# [Task to carry out]
Convert the records into a Markdown table with the columns Row and Line, one numbered row per line, omitting blank lines.

Coordinate annotation entries:
######

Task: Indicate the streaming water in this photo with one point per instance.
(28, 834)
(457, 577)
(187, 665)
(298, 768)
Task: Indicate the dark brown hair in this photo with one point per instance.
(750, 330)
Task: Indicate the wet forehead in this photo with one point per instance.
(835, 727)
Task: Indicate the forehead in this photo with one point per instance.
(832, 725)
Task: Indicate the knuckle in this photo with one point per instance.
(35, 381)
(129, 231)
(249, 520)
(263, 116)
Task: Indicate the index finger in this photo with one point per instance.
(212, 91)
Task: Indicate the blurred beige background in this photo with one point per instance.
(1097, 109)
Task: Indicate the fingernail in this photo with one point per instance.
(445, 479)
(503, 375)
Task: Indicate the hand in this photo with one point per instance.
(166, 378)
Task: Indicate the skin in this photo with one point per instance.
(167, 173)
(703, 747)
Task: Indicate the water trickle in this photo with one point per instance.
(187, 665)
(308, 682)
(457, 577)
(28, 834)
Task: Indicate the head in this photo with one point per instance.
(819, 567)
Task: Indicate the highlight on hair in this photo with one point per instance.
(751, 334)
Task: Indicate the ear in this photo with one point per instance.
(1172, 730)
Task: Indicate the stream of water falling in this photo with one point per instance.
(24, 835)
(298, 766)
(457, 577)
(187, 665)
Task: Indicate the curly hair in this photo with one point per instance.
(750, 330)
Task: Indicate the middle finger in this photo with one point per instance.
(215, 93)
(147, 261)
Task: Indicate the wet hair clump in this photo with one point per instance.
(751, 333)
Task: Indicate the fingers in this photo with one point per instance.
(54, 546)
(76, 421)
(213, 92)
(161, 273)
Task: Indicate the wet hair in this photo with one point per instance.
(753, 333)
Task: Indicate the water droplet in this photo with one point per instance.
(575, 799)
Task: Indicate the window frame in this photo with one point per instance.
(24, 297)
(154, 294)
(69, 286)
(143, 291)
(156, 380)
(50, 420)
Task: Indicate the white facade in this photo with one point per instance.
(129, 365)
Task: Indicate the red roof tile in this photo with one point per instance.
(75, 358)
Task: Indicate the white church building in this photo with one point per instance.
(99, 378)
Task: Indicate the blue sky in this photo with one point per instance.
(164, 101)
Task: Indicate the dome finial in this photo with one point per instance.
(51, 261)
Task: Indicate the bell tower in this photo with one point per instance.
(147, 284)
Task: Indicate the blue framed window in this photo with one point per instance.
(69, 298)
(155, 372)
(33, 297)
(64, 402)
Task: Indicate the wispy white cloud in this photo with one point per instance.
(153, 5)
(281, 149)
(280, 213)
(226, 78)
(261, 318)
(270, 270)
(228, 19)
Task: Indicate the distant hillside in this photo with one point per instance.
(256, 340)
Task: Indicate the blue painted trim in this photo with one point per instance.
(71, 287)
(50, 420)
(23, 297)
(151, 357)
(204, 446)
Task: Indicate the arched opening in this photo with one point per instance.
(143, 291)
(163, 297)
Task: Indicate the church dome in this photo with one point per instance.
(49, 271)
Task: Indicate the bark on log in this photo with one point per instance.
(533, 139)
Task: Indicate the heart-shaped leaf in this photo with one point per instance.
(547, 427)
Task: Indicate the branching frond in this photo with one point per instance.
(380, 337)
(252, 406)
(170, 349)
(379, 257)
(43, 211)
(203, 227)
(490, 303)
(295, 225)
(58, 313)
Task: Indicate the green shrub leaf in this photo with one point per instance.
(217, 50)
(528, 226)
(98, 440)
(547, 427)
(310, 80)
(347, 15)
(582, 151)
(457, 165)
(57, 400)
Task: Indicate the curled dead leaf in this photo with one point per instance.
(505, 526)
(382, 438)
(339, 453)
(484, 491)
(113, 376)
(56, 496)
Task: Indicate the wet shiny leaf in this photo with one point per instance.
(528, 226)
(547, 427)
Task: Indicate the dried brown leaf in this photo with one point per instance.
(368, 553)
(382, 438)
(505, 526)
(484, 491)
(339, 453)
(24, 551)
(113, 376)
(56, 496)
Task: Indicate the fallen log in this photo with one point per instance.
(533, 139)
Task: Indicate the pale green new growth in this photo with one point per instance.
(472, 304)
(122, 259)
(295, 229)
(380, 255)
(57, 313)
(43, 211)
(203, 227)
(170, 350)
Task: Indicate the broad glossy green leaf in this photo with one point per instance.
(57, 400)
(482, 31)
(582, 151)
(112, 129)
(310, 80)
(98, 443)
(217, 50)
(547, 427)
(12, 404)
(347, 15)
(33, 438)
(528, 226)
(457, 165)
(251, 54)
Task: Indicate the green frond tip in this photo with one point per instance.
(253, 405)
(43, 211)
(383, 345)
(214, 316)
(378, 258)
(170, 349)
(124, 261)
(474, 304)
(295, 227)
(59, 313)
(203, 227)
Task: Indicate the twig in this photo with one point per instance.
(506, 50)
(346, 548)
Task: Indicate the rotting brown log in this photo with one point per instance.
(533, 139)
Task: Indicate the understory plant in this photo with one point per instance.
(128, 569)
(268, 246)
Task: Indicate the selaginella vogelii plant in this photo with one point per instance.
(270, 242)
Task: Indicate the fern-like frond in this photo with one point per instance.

######

# [Solution to this problem]
| Row | Line |
|---|---|
| 1 | Task: Indicate the streaming water in this photo with one point per instance. |
| 2 | (28, 834) |
| 3 | (457, 577) |
| 4 | (187, 665) |
| 5 | (298, 768) |
| 6 | Task: Indicate the dark brown hair in this photo with one point per instance. |
| 7 | (750, 330) |
| 8 | Task: Indicate the wet forehead in this photo with one point per instance. |
| 9 | (835, 727) |
| 10 | Task: Indicate the forehead in this photo with one point per instance. |
| 11 | (832, 725) |
| 12 | Task: Indicate the knuckle in this photo with one point per instance. |
| 13 | (35, 381) |
| 14 | (129, 231) |
| 15 | (249, 520) |
| 16 | (263, 116) |
| 17 | Task: Indicate the index finger in this photo with one point per instance. |
| 18 | (212, 91) |
| 19 | Task: Indicate the blurred beige background in this photo with one point per instance. |
| 20 | (1097, 109) |
| 21 | Task: Indicate the fingernail in this photo with one point per instance. |
| 22 | (445, 479) |
| 23 | (503, 375) |
| 24 | Task: Indicate the hand in this photo with one point per instance. |
| 25 | (166, 378) |
| 26 | Task: Indicate the skin in this photo with one point per instance. |
| 27 | (167, 173) |
| 28 | (703, 747) |
| 29 | Task: Indicate the water trickle in this photo with one point per instance. |
| 30 | (187, 665) |
| 31 | (308, 682) |
| 32 | (457, 577) |
| 33 | (28, 834) |
| 34 | Task: Indicate the head in this photo with one point per instance. |
| 35 | (819, 567) |
| 36 | Task: Indicate the highlight on hair in this photo with one point per instance. |
| 37 | (751, 334) |
| 38 | Task: Indicate the ear in this photo with one point per instance. |
| 39 | (1172, 730) |
| 40 | Task: Indicate the stream of water falling in this photo with one point per instance. |
| 41 | (24, 835) |
| 42 | (298, 766) |
| 43 | (457, 577) |
| 44 | (187, 665) |
| 45 | Task: Indicate the curly hair in this photo with one point per instance. |
| 46 | (750, 330) |
| 47 | Task: Indicate the middle finger in this photo with one point per instance. |
| 48 | (215, 93) |
| 49 | (147, 261) |
| 50 | Task: Indicate the wet hair clump in this photo with one point per instance. |
| 51 | (751, 333) |
| 52 | Task: Indicate the fingers in this photo with one point per instance. |
| 53 | (54, 546) |
| 54 | (76, 421) |
| 55 | (213, 92) |
| 56 | (161, 273) |
| 57 | Task: Indicate the wet hair in this photo with one point per instance. |
| 58 | (753, 333) |
| 59 | Task: Indicate the water droplet in this photo with one point per instance. |
| 60 | (575, 799) |
| 61 | Task: Indicate the window frame in this photo with one point per instance. |
| 62 | (24, 297) |
| 63 | (154, 294) |
| 64 | (69, 286) |
| 65 | (143, 291) |
| 66 | (156, 380) |
| 67 | (50, 420) |
| 68 | Task: Indicate the white facade in this photo with one point per instance. |
| 69 | (129, 365) |
| 70 | Task: Indicate the red roof tile in this photo with one point per instance. |
| 71 | (75, 358) |
| 72 | Task: Indicate the white church building in this photo with one point per instance. |
| 73 | (99, 378) |
| 74 | Task: Indicate the blue sky in this photo with one point per instance. |
| 75 | (164, 101) |
| 76 | Task: Indicate the dome finial in this photo with one point per instance. |
| 77 | (51, 261) |
| 78 | Task: Indicate the bell tower in this photo with one point per instance. |
| 79 | (147, 284) |
| 80 | Task: Indicate the blue framed window in this photo with one point per instance. |
| 81 | (69, 298) |
| 82 | (155, 372) |
| 83 | (33, 297) |
| 84 | (64, 402) |
| 85 | Task: Indicate the wispy white cloud in this photo with one point per instance. |
| 86 | (153, 5) |
| 87 | (281, 149) |
| 88 | (280, 213) |
| 89 | (226, 78) |
| 90 | (261, 318) |
| 91 | (270, 270) |
| 92 | (228, 19) |
| 93 | Task: Indicate the distant hillside in this photo with one point per instance. |
| 94 | (256, 340) |
| 95 | Task: Indicate the blue painted trim in this photo with one point per instance. |
| 96 | (71, 287) |
| 97 | (50, 420) |
| 98 | (23, 297) |
| 99 | (151, 357) |
| 100 | (204, 446) |
| 101 | Task: Indicate the arched opening in this photo with one point per instance. |
| 102 | (143, 291) |
| 103 | (163, 297) |
| 104 | Task: Indicate the church dome in this photo with one point per instance. |
| 105 | (49, 271) |
| 106 | Task: Indicate the bark on log in this photo with one point per instance. |
| 107 | (533, 139) |
| 108 | Task: Indicate the heart-shaped leaf in this photo with one point per instance. |
| 109 | (547, 427) |
| 110 | Task: Indicate the branching frond in this photo with one point per instance. |
| 111 | (380, 337) |
| 112 | (252, 406) |
| 113 | (170, 349) |
| 114 | (379, 257) |
| 115 | (43, 211) |
| 116 | (203, 227) |
| 117 | (490, 303) |
| 118 | (295, 225) |
| 119 | (58, 313) |
| 120 | Task: Indicate the green shrub leaf in this photo with one point per instance. |
| 121 | (217, 50) |
| 122 | (528, 226) |
| 123 | (98, 440) |
| 124 | (547, 427) |
| 125 | (310, 80) |
| 126 | (347, 15) |
| 127 | (582, 151) |
| 128 | (457, 165) |
| 129 | (57, 400) |
| 130 | Task: Indicate the curled dead leaf in this photo with one point per instance. |
| 131 | (505, 526) |
| 132 | (382, 438) |
| 133 | (339, 453) |
| 134 | (484, 491) |
| 135 | (113, 376) |
| 136 | (56, 496) |
| 137 | Task: Indicate the wet shiny leaf in this photo with one point per instance. |
| 138 | (528, 226) |
| 139 | (547, 427) |
| 140 | Task: Indicate the dried brown leaf in this photo with one point per instance. |
| 141 | (368, 553) |
| 142 | (382, 438) |
| 143 | (505, 526) |
| 144 | (484, 491) |
| 145 | (339, 453) |
| 146 | (24, 551) |
| 147 | (113, 376) |
| 148 | (56, 496) |
| 149 | Task: Indicate the fallen log in this photo with one point per instance. |
| 150 | (533, 139) |
| 151 | Task: Indicate the pale green new growth in this photo with one point per instance. |
| 152 | (472, 304) |
| 153 | (122, 259) |
| 154 | (295, 229) |
| 155 | (380, 255) |
| 156 | (57, 313) |
| 157 | (43, 211) |
| 158 | (203, 227) |
| 159 | (170, 350) |
| 160 | Task: Indicate the broad glossy green leaf in this photo with one point per instance. |
| 161 | (57, 400) |
| 162 | (482, 31) |
| 163 | (582, 151) |
| 164 | (112, 129) |
| 165 | (310, 80) |
| 166 | (98, 443) |
| 167 | (217, 50) |
| 168 | (547, 427) |
| 169 | (12, 404) |
| 170 | (347, 15) |
| 171 | (33, 438) |
| 172 | (528, 226) |
| 173 | (457, 165) |
| 174 | (251, 54) |
| 175 | Task: Indicate the green frond tip in this photo with one point per instance. |
| 176 | (253, 405) |
| 177 | (43, 211) |
| 178 | (383, 345) |
| 179 | (214, 316) |
| 180 | (378, 258) |
| 181 | (170, 349) |
| 182 | (124, 261) |
| 183 | (474, 304) |
| 184 | (295, 227) |
| 185 | (59, 313) |
| 186 | (203, 227) |
| 187 | Task: Indicate the twig in this photo with one point per instance. |
| 188 | (506, 50) |
| 189 | (346, 548) |
| 190 | Task: Indicate the rotting brown log in this photo with one point per instance. |
| 191 | (533, 139) |
| 192 | Task: Indicate the understory plant in this photo with one point per instance. |
| 193 | (128, 569) |
| 194 | (268, 246) |
| 195 | Task: Indicate the selaginella vogelii plant in this photo with one point per instance. |
| 196 | (270, 242) |
| 197 | Task: Indicate the fern-like frond in this photo with one point per instance. |